Collect every line of the listing below that contains the string "boat", treating uppercase and lowercase as different.

BEGIN Excerpted data

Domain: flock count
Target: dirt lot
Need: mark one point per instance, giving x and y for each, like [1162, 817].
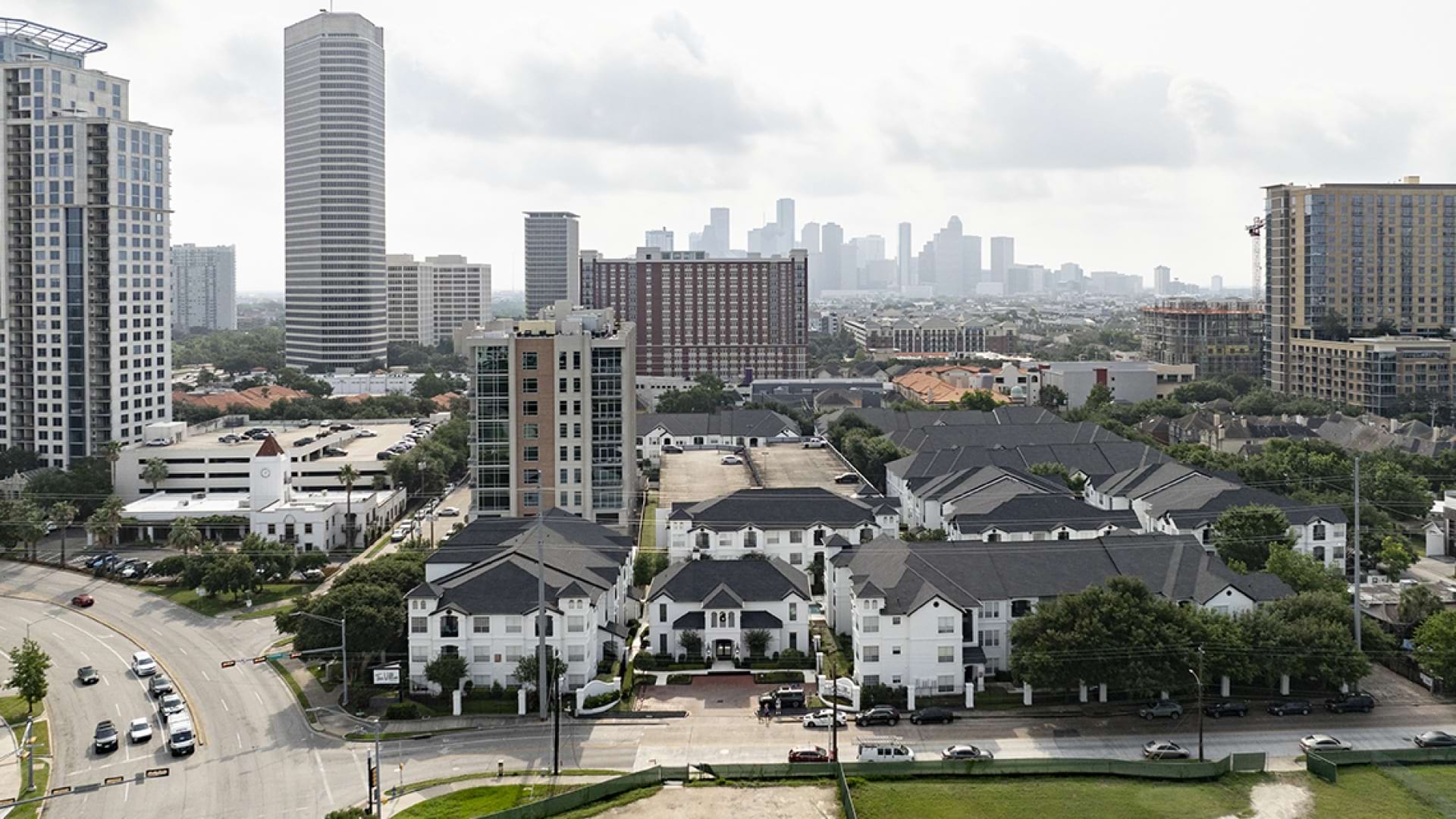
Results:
[746, 803]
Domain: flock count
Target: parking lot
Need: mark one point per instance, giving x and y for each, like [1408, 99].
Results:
[699, 475]
[789, 465]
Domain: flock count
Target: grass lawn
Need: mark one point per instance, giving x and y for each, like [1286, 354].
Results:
[476, 802]
[12, 710]
[42, 777]
[1018, 798]
[215, 605]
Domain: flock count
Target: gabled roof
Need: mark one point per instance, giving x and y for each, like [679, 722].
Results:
[748, 580]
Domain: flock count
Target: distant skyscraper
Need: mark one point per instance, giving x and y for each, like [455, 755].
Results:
[660, 240]
[785, 222]
[810, 238]
[334, 191]
[552, 260]
[1003, 256]
[905, 260]
[1163, 278]
[101, 365]
[204, 287]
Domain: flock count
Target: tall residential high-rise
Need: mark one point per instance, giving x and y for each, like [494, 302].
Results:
[734, 318]
[85, 331]
[660, 240]
[1357, 261]
[785, 222]
[552, 264]
[204, 287]
[551, 416]
[905, 260]
[433, 299]
[1003, 256]
[1163, 279]
[337, 308]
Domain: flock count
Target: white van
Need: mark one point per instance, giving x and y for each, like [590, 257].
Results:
[181, 739]
[884, 751]
[143, 665]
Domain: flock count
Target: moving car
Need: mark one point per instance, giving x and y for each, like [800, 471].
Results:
[105, 736]
[1323, 742]
[1435, 739]
[1345, 703]
[1286, 707]
[1161, 708]
[965, 752]
[878, 716]
[1164, 749]
[810, 754]
[1226, 708]
[934, 714]
[140, 730]
[823, 717]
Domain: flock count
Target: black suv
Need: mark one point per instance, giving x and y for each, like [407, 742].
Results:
[1226, 708]
[878, 716]
[1350, 703]
[105, 736]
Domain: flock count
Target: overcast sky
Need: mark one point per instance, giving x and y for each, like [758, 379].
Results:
[1114, 134]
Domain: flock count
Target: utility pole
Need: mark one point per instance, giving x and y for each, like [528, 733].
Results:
[1357, 556]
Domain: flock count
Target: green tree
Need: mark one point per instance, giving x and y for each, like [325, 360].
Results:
[184, 535]
[1302, 572]
[153, 472]
[28, 667]
[1417, 605]
[1245, 534]
[446, 670]
[1436, 645]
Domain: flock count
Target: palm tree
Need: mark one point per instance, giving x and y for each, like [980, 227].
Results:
[155, 472]
[112, 457]
[184, 535]
[348, 475]
[63, 513]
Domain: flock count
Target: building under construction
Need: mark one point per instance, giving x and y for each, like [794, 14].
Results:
[1220, 337]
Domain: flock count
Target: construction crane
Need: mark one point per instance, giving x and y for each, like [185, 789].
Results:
[1256, 229]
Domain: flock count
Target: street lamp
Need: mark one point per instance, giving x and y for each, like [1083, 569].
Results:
[344, 646]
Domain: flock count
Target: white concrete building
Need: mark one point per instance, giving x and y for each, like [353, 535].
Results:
[479, 598]
[724, 601]
[204, 287]
[85, 280]
[431, 299]
[334, 193]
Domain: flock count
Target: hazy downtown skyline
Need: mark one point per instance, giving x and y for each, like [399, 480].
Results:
[1119, 136]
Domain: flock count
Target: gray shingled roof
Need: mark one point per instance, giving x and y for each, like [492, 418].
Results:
[696, 580]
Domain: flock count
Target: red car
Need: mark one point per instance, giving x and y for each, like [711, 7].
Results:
[810, 754]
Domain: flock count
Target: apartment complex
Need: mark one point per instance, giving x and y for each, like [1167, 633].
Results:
[552, 260]
[85, 276]
[334, 191]
[204, 287]
[552, 422]
[1219, 337]
[699, 315]
[431, 299]
[1365, 261]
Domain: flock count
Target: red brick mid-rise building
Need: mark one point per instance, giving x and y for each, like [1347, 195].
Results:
[699, 315]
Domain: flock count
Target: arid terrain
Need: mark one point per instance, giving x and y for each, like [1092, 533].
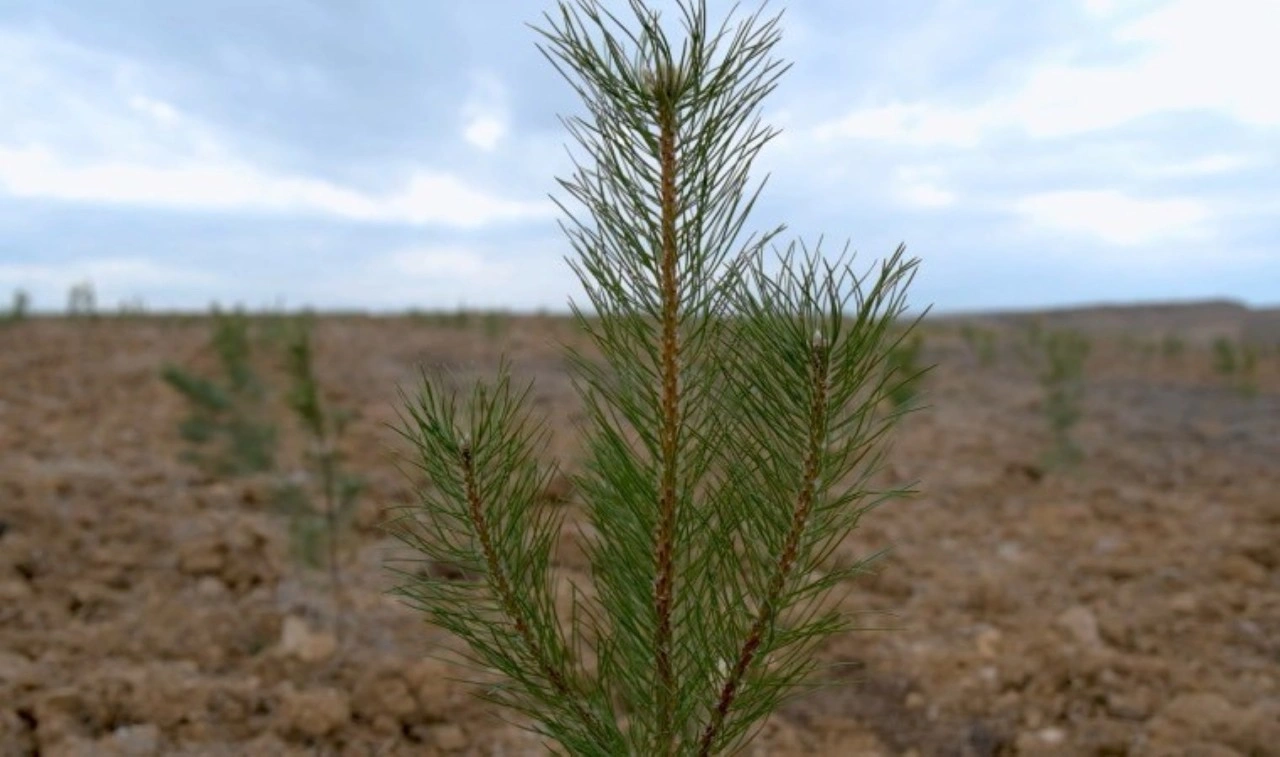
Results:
[1128, 605]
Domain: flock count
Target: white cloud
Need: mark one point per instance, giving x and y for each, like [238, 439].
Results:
[919, 187]
[1115, 218]
[1206, 165]
[114, 278]
[231, 185]
[452, 263]
[485, 132]
[917, 124]
[113, 142]
[1187, 55]
[484, 113]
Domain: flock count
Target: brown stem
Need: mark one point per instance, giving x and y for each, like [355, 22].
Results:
[507, 597]
[786, 560]
[666, 536]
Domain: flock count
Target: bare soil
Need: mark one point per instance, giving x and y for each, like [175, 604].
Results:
[1129, 605]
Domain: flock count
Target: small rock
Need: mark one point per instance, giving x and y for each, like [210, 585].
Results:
[448, 737]
[1183, 602]
[1240, 569]
[988, 642]
[200, 556]
[210, 586]
[1080, 624]
[136, 740]
[298, 641]
[312, 714]
[14, 589]
[1051, 735]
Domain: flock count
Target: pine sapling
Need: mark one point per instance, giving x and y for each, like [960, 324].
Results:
[1063, 379]
[225, 415]
[731, 425]
[312, 529]
[21, 305]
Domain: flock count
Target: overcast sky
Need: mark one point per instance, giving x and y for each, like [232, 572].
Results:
[393, 154]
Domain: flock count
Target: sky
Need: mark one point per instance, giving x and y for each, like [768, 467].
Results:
[402, 154]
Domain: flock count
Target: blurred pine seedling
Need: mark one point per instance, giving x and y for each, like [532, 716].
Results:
[224, 429]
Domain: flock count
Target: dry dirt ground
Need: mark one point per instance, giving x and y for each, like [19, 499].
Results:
[1127, 606]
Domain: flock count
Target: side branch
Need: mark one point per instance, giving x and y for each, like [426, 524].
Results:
[507, 597]
[819, 361]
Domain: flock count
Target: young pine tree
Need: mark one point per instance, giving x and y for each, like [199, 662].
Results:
[731, 424]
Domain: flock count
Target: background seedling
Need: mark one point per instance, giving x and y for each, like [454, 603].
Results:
[225, 428]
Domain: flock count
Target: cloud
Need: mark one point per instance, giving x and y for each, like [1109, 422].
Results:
[919, 187]
[119, 145]
[234, 186]
[484, 113]
[114, 278]
[1116, 218]
[1183, 55]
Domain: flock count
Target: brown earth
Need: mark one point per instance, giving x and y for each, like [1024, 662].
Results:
[1127, 606]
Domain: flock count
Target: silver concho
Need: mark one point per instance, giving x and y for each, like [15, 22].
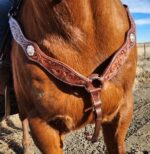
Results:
[30, 50]
[132, 37]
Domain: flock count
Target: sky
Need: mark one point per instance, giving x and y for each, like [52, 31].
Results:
[140, 10]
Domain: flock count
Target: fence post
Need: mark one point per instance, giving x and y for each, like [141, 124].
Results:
[144, 50]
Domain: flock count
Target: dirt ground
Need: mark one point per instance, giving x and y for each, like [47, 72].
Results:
[137, 140]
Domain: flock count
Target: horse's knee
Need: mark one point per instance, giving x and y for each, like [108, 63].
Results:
[47, 139]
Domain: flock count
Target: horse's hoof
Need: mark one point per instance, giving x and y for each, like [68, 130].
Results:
[28, 149]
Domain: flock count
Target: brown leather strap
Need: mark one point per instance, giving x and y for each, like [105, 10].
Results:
[66, 74]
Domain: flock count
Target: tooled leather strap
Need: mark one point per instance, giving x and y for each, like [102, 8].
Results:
[68, 75]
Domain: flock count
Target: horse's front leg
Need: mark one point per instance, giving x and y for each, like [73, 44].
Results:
[26, 142]
[47, 139]
[115, 131]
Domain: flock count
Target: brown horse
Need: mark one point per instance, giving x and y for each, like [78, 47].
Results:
[82, 34]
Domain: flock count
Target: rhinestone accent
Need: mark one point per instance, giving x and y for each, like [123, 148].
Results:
[132, 37]
[30, 50]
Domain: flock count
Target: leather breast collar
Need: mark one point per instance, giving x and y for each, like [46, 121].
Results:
[92, 84]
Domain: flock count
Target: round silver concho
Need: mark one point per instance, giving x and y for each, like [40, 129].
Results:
[30, 50]
[132, 37]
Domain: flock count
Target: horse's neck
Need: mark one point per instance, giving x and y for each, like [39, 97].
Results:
[90, 27]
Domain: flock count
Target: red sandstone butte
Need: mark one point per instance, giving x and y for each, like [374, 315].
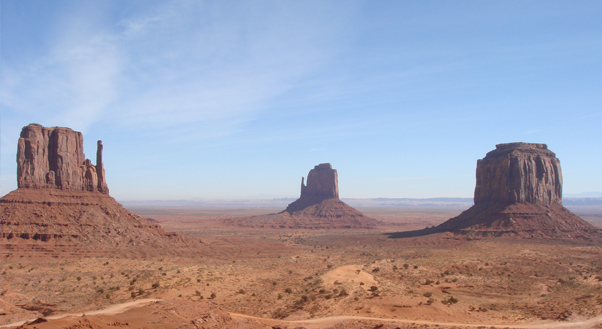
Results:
[318, 207]
[63, 205]
[54, 158]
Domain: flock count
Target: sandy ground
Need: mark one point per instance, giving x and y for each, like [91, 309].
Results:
[313, 279]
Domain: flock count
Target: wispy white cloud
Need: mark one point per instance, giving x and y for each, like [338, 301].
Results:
[202, 69]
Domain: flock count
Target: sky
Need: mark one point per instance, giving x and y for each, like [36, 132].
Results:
[208, 100]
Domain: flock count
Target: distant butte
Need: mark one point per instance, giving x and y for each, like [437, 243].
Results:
[62, 203]
[318, 207]
[518, 193]
[54, 158]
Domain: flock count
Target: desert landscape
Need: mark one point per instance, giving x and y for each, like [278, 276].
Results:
[72, 257]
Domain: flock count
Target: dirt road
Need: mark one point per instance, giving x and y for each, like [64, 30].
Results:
[113, 309]
[328, 321]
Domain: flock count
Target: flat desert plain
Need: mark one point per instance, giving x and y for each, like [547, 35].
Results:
[251, 278]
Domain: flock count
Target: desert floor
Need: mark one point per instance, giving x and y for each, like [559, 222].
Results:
[247, 278]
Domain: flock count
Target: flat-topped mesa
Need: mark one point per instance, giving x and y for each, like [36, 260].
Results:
[322, 183]
[519, 173]
[54, 158]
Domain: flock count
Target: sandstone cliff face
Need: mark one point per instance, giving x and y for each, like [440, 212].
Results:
[518, 193]
[318, 207]
[519, 173]
[322, 183]
[54, 158]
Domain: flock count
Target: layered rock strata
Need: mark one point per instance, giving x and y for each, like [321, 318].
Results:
[519, 173]
[62, 204]
[318, 207]
[519, 193]
[322, 184]
[54, 158]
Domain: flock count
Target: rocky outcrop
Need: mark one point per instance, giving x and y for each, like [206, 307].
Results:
[79, 223]
[519, 193]
[322, 184]
[57, 207]
[54, 158]
[318, 207]
[519, 173]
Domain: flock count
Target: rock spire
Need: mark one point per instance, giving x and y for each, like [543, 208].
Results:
[54, 158]
[322, 184]
[319, 207]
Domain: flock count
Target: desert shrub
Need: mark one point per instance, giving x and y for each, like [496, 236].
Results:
[280, 313]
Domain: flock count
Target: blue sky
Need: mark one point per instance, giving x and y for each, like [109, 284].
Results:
[229, 99]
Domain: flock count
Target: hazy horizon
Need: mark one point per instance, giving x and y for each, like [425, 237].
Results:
[216, 100]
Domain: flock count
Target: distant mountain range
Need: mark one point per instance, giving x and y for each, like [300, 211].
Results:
[281, 203]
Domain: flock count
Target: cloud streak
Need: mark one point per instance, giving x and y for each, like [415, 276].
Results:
[183, 66]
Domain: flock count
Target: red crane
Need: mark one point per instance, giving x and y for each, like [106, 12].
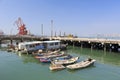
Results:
[21, 27]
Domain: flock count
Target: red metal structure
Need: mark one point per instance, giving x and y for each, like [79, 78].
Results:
[21, 27]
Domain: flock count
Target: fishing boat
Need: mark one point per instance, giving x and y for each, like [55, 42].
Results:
[81, 64]
[66, 61]
[45, 60]
[56, 67]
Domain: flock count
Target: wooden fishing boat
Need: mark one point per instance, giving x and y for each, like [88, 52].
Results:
[81, 64]
[56, 67]
[45, 60]
[51, 56]
[67, 61]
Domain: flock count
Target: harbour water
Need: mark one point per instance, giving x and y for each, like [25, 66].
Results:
[15, 66]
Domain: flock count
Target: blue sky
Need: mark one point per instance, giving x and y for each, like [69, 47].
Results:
[78, 17]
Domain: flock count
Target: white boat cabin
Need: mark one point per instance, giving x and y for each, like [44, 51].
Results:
[52, 45]
[31, 46]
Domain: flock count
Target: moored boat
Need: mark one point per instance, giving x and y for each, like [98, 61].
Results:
[67, 61]
[45, 60]
[81, 64]
[56, 67]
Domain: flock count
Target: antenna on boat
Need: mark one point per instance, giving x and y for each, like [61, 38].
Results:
[41, 30]
[51, 29]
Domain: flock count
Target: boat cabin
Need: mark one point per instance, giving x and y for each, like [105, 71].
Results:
[31, 46]
[52, 45]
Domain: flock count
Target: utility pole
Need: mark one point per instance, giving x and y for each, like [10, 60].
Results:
[42, 30]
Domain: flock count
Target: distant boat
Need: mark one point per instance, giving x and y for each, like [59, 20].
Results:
[81, 64]
[56, 67]
[67, 61]
[45, 60]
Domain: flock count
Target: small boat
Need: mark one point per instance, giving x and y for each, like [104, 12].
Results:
[56, 67]
[50, 56]
[45, 60]
[67, 61]
[81, 64]
[63, 57]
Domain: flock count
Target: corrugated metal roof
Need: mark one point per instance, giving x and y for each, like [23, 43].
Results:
[51, 41]
[28, 43]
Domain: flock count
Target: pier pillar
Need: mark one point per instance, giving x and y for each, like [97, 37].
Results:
[11, 41]
[104, 47]
[73, 44]
[81, 45]
[21, 40]
[0, 43]
[91, 46]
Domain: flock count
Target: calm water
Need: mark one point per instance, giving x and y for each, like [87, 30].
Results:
[14, 66]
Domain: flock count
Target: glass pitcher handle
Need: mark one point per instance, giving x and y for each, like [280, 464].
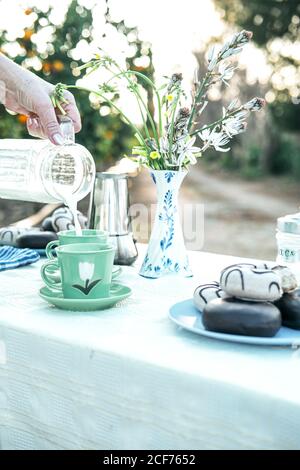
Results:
[67, 129]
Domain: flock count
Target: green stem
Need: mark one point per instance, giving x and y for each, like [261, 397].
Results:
[215, 123]
[149, 82]
[172, 124]
[112, 104]
[197, 99]
[138, 97]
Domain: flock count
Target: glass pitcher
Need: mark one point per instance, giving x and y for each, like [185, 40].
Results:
[36, 170]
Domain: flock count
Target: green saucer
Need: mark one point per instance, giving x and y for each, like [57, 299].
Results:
[118, 292]
[55, 275]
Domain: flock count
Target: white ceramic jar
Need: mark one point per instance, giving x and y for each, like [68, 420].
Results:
[288, 242]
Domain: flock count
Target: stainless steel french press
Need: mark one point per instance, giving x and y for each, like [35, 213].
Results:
[109, 211]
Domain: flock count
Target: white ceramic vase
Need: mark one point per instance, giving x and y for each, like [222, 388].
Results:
[166, 252]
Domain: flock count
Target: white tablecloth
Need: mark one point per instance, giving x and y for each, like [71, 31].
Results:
[128, 378]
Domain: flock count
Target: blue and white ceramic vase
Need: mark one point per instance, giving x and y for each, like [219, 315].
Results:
[166, 252]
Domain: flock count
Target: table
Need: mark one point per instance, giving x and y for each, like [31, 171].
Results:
[128, 378]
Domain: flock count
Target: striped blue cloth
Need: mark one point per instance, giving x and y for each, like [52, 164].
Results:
[11, 257]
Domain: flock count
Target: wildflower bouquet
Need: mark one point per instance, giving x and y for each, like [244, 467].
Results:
[168, 142]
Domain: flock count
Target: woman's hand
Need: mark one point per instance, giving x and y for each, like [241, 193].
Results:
[23, 92]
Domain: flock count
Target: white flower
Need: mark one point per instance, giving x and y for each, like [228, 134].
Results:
[214, 139]
[218, 139]
[233, 126]
[86, 270]
[226, 72]
[188, 152]
[255, 104]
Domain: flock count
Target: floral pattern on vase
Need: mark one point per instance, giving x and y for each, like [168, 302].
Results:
[166, 252]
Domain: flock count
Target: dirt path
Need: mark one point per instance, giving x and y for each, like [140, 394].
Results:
[240, 216]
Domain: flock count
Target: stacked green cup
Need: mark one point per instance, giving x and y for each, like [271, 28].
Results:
[85, 270]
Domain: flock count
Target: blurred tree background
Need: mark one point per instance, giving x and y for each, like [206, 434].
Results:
[103, 133]
[273, 143]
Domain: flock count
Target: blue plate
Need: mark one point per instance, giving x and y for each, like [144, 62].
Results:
[184, 314]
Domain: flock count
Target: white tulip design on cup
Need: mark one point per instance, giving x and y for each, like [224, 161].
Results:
[86, 271]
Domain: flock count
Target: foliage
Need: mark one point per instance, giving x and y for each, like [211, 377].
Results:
[169, 142]
[107, 137]
[276, 28]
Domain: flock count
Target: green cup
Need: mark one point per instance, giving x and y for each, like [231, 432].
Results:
[68, 237]
[85, 268]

END Excerpted data

§ Response below
Target: fishing boat
Target: wooden fishing boat
Target: white boat cabin
Target: moored boat
Target: antenna on boat
Target: boat cabin
Target: distant boat
Target: small boat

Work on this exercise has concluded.